INSTRUCTIONS TO FOLLOW: Report how many lines of the entries below contain the word "galloping", and give only that number. Matching is case-sensitive.

Pointing dataset entries:
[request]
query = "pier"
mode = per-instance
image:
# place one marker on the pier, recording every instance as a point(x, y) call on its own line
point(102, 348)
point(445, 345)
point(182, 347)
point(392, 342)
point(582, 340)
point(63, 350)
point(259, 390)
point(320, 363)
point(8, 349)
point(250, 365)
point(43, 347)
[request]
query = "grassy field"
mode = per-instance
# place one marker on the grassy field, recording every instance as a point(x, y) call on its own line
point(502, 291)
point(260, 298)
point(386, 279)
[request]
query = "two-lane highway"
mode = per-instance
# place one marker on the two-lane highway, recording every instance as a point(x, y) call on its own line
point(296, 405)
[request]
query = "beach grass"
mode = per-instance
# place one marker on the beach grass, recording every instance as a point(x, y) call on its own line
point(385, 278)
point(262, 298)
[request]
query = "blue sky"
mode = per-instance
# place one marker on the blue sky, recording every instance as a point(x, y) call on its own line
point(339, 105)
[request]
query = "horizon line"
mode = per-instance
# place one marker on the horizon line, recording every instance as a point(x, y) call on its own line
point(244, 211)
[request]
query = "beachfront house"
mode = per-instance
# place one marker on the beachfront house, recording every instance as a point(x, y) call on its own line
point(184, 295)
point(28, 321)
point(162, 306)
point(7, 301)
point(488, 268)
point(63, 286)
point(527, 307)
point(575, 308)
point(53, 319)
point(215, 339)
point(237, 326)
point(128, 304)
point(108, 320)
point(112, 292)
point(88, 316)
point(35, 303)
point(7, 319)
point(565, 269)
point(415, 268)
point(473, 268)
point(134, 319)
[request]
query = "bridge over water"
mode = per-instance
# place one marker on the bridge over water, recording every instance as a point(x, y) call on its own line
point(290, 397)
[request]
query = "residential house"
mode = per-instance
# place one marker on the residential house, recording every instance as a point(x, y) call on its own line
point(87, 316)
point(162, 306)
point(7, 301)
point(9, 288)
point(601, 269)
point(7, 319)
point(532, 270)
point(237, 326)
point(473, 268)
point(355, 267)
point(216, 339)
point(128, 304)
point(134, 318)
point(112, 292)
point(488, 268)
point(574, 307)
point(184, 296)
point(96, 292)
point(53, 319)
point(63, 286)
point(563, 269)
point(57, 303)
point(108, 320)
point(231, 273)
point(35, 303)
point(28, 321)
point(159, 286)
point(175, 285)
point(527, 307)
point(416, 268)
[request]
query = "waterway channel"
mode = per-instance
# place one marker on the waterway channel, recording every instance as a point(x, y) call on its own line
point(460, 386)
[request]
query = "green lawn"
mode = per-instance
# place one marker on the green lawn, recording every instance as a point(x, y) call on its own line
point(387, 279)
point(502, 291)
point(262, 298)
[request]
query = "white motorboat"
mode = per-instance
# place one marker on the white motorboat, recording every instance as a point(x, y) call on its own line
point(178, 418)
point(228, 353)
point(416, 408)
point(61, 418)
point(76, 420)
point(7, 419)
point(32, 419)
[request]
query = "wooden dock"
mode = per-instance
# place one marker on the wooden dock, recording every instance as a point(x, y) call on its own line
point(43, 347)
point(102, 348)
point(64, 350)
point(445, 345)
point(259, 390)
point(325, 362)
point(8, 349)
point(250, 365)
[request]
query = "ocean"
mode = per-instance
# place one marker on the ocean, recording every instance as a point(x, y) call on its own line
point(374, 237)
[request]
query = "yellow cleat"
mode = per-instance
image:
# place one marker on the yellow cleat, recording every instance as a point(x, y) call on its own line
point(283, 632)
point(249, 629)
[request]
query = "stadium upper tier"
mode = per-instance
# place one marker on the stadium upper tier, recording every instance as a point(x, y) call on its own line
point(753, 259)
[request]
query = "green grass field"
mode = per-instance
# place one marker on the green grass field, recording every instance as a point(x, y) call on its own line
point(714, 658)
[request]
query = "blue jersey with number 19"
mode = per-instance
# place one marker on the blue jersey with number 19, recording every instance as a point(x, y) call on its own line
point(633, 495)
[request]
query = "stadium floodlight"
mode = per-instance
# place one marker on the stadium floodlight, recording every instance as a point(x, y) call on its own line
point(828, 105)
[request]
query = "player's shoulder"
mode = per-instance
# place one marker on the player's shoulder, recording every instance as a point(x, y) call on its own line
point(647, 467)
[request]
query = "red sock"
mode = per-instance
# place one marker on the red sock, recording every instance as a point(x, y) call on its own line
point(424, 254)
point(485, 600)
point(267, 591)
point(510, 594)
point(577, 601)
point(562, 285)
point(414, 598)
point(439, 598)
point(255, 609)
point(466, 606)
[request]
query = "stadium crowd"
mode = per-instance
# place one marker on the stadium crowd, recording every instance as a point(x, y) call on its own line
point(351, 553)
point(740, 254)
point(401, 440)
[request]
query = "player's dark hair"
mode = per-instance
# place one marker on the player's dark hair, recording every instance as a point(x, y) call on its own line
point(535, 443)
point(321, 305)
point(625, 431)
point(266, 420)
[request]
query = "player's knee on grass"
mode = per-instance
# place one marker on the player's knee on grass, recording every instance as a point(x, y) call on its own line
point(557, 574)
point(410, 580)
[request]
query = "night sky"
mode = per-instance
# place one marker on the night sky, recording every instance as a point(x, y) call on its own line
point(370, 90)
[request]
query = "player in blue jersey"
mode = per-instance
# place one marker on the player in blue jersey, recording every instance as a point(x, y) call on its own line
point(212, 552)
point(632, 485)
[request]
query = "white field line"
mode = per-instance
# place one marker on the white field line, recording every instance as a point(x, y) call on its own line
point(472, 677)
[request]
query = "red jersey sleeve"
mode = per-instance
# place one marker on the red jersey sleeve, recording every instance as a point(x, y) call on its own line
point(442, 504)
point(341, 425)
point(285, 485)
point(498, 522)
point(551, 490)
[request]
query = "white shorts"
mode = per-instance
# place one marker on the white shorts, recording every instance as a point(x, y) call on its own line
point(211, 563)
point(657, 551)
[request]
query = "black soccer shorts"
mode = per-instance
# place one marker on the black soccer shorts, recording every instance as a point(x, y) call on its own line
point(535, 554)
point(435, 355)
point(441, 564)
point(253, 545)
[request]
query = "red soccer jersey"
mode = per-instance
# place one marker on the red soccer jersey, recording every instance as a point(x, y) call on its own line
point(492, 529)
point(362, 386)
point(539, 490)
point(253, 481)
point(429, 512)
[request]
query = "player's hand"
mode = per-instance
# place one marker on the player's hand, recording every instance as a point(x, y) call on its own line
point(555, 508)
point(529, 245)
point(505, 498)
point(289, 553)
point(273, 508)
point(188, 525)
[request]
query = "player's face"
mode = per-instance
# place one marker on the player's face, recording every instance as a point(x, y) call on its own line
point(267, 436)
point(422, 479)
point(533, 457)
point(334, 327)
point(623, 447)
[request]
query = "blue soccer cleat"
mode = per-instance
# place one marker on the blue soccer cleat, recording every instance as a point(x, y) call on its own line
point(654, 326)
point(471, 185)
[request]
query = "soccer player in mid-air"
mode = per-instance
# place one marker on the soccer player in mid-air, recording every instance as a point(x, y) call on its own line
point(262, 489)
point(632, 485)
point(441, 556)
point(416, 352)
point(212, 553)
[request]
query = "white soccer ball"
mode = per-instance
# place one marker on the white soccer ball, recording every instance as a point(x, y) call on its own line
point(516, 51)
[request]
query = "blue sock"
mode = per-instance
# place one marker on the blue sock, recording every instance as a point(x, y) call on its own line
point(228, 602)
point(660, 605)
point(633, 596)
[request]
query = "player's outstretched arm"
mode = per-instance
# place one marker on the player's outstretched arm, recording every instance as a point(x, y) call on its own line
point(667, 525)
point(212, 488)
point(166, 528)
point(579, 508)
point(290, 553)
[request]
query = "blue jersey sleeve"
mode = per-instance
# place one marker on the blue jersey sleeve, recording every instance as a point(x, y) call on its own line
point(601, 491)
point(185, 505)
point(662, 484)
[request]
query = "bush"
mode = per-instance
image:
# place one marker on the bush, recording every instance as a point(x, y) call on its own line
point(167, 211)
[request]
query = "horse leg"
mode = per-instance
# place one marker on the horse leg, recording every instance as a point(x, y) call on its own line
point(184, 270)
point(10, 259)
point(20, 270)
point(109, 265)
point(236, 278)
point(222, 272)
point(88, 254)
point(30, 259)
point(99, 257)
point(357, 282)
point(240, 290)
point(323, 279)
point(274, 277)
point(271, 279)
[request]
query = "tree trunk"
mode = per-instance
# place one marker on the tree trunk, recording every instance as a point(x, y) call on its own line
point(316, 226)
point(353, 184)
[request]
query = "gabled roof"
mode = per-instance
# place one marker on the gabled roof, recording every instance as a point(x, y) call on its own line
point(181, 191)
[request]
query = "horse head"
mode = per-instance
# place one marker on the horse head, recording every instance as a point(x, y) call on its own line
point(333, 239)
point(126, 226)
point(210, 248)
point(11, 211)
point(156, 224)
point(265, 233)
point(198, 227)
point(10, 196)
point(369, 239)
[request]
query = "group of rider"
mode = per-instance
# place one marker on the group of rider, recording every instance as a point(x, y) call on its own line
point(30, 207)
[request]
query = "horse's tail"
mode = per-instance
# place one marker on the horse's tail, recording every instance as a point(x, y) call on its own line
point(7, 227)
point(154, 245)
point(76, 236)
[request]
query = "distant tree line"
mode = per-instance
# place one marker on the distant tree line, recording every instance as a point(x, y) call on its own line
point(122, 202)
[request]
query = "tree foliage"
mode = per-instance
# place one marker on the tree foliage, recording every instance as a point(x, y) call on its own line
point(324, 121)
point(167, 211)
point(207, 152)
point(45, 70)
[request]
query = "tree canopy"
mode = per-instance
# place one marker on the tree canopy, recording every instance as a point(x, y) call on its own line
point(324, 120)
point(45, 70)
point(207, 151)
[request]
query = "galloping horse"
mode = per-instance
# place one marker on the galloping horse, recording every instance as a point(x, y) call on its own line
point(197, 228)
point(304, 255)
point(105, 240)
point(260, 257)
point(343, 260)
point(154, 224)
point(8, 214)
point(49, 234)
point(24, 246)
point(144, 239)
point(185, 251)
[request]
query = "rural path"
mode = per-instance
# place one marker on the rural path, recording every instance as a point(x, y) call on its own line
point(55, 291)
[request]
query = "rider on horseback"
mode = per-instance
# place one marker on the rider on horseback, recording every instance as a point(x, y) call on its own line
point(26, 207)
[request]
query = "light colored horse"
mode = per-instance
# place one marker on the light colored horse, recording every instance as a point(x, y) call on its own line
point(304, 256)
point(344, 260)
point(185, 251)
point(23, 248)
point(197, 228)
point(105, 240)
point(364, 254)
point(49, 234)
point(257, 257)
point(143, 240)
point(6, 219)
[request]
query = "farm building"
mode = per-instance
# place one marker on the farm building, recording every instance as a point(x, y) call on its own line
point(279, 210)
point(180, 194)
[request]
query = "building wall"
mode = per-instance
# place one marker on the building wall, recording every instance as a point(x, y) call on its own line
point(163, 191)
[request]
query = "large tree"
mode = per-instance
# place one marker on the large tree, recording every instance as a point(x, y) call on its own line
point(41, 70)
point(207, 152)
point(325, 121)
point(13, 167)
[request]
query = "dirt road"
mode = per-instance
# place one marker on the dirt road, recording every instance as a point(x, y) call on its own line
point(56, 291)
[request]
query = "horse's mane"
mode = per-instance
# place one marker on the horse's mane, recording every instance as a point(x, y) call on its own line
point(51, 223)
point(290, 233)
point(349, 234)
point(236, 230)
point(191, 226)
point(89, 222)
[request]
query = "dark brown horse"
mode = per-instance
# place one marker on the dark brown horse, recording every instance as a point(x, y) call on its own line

EXERCISE SOLUTION: 2